[Stored data entries]

────────────────

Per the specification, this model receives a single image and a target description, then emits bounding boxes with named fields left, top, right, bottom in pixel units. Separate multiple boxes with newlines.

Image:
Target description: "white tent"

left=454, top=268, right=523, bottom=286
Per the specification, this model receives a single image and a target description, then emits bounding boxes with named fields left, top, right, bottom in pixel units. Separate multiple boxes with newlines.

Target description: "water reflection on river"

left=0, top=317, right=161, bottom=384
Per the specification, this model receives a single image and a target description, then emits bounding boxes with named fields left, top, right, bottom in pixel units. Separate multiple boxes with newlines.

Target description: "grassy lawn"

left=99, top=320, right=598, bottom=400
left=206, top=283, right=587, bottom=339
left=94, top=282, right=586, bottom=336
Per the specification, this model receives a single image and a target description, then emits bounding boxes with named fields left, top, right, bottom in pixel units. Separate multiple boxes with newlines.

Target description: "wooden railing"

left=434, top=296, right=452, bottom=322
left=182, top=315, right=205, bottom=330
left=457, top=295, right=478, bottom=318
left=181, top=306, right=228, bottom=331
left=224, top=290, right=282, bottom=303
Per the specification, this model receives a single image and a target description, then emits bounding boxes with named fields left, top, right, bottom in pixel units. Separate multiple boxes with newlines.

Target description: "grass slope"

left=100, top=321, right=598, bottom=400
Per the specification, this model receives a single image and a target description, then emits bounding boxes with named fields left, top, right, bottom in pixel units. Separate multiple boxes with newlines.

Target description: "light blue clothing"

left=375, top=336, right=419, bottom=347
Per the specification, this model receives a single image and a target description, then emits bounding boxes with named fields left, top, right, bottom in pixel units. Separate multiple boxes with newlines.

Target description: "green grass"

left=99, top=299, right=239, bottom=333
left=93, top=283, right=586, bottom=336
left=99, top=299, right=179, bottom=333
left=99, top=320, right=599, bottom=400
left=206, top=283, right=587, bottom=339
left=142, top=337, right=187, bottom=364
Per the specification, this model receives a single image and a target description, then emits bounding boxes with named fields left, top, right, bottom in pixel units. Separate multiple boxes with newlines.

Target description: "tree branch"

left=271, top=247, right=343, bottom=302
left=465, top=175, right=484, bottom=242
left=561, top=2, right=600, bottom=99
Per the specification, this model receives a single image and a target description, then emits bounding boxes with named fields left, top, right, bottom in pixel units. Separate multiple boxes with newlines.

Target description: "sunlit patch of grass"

────────────────

§ **WHAT YOU HAVE TO DO**:
Start at the first line and transcribe the data exactly through the last.

§ **TASK OUTPUT**:
Per the specification, this model receives a single image and a target description, then emits bounding boxes with named fields left, top, right, bottom in pixel units. Separate multiple boxes with newlines.

Image:
Target description: "white tent"

left=454, top=268, right=523, bottom=286
Per the specification, this model receives a single image and a target description, then emits bounding boxes with named fields left, top, right, bottom in pixel units. Separate multiple boxes with newlines.

Target description: "water reflection on river"

left=0, top=317, right=161, bottom=384
Per the specification, this model receives a single image and a target description, then emits bounding boxes with named fields left, top, right, bottom in pixel units. Separate multiple boxes with newlines.

Target description: "grassy lawn"

left=99, top=320, right=598, bottom=400
left=206, top=283, right=587, bottom=339
left=94, top=282, right=586, bottom=336
Per the specification, this model receives a single image and a target description, then emits bounding boxes with named fields left, top, right, bottom in pixel units. Separate multiple boxes with newlines.

Target description: "wooden railing"

left=434, top=296, right=452, bottom=322
left=182, top=315, right=205, bottom=330
left=457, top=295, right=478, bottom=318
left=181, top=306, right=228, bottom=331
left=224, top=290, right=282, bottom=303
Per the specification, this model receives a single image and a target description, then emits bounding boxes with named fields left, top, right, bottom in pixel units. Separate multiple boxes with newlines.

Target description: "grass slope"

left=100, top=321, right=598, bottom=400
Per the specification, this model receives a single image and a target description, then emits bounding boxes with named fields left, top, right, bottom in pixel units. Separate multiple boxes with newlines.

Target description: "light blue clothing"

left=375, top=336, right=419, bottom=347
Per the specification, this model receives a single image and a target description, then emits bounding boxes with named fields left, top, right, bottom in pixel units. Separate multiple boxes with newlines.

Target description: "green grass"

left=99, top=299, right=239, bottom=333
left=93, top=283, right=586, bottom=336
left=99, top=299, right=179, bottom=333
left=99, top=320, right=599, bottom=400
left=206, top=283, right=587, bottom=339
left=142, top=337, right=187, bottom=364
Per the specification, this model receives a single image and a target description, then emits bounding boxes with named fields left, top, right, bottom in pixel units. Separate multiple boxes with newlines.

Target description: "tree branch"

left=271, top=247, right=343, bottom=302
left=465, top=175, right=484, bottom=242
left=561, top=2, right=600, bottom=99
Per the specification, this model receives a single image and a target description, then emits bounding boxes with named fields left, top, right, bottom in pixel units. Separate multiple boxes with newlines.

Target description: "sunlit patch of grass"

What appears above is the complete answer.